## EXERCISES
(A) Answer these questions using the film passage:
(i) Who handled the cinematography?
(ii) What is the running time?
(iii) At which studios in London was the film shot?
(B) In the film passage, reproduce the part that begins with the words containing "Shot in the Dark (also" and ends with "by RKO Pictures.".

- Directed by: George Pearson
- Written by: Gerard Fairlie Terence Egan
- Based on: Shot in the Dark 1932 novel by Gerard Fairlie
- Produced by: Julius Hagen
- Starring: Dorothy Boyd O. B. Clarence Jack Hawkins Michael Shepley
- Cinematography: Ernest Palmer
- Edited by: Lister Laurance
- Production company: Twickenham Studios
- Distributed by: Radio Pictures
- Release date: November 1933;
- Running time: 53 minutes
- Country: United Kingdom
- Language: English

= A Shot in the Dark (1933 film) =

Shot in the Dark (also known as A Shot in the Dark) is a 1933 British mystery film directed by George Pearson and starring Dorothy Boyd, O. B. Clarence, Jack Hawkins and Michael Shepley. The film was adapted by Pearson and Terence Egan and written by Gerard Fairlie from his eponymous 1932 novel, and shot at Twickenham Studios in London as a quota quickie for release by RKO Pictures.

## DATASET RECORDS

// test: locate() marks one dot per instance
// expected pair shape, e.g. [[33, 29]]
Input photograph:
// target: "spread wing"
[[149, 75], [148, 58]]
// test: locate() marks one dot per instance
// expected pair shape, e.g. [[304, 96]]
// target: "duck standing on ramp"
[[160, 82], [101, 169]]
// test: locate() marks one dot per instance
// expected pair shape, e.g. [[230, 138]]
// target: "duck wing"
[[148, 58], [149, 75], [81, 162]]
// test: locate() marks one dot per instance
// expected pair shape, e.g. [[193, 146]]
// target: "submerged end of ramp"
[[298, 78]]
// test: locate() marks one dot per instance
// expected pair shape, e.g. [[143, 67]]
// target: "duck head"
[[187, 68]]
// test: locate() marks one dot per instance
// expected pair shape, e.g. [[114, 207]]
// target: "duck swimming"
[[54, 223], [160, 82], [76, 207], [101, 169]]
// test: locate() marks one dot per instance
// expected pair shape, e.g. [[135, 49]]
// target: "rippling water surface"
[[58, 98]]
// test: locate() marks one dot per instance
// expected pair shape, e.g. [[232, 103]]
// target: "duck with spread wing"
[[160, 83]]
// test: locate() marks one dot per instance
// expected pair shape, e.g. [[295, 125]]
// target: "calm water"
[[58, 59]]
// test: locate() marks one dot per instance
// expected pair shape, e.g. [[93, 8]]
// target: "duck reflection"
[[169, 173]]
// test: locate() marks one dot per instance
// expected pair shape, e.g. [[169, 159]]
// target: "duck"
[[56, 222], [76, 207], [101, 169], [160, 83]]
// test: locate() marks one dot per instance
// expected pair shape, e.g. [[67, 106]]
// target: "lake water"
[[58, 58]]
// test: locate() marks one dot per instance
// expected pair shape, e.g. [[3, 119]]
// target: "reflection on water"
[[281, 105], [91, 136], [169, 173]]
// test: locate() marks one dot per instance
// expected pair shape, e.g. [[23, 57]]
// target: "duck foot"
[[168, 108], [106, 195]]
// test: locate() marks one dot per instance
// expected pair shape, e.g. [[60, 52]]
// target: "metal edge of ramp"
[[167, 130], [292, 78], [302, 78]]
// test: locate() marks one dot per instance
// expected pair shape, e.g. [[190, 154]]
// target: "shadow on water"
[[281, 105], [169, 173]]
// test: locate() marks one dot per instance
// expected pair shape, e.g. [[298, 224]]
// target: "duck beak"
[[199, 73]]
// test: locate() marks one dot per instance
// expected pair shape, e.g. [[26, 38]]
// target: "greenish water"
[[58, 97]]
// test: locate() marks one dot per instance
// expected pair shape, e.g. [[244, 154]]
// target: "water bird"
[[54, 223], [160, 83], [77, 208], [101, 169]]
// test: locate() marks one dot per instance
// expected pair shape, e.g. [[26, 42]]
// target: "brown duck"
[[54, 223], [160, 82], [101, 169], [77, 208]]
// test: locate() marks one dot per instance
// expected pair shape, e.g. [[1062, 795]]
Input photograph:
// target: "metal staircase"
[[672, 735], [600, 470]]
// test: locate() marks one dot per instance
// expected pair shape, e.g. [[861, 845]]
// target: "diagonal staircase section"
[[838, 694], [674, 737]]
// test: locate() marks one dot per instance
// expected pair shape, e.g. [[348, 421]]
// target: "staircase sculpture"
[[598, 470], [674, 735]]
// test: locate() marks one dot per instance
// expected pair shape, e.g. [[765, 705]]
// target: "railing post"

## ANSWERS BELOW
(A)
(i) Ernest Palmer
(ii) 53 minutes
(iii) Twickenham Studios

(B)
Shot in the Dark (also known as A Shot in the Dark) is a 1933 British mystery film directed by George Pearson and starring Dorothy Boyd, O. B. Clarence, Jack Hawkins and Michael Shepley. The film was adapted by Pearson and Terence Egan and written by Gerard Fairlie from his eponymous 1932 novel, and shot at Twickenham Studios in London as a quota quickie for release by RKO Pictures.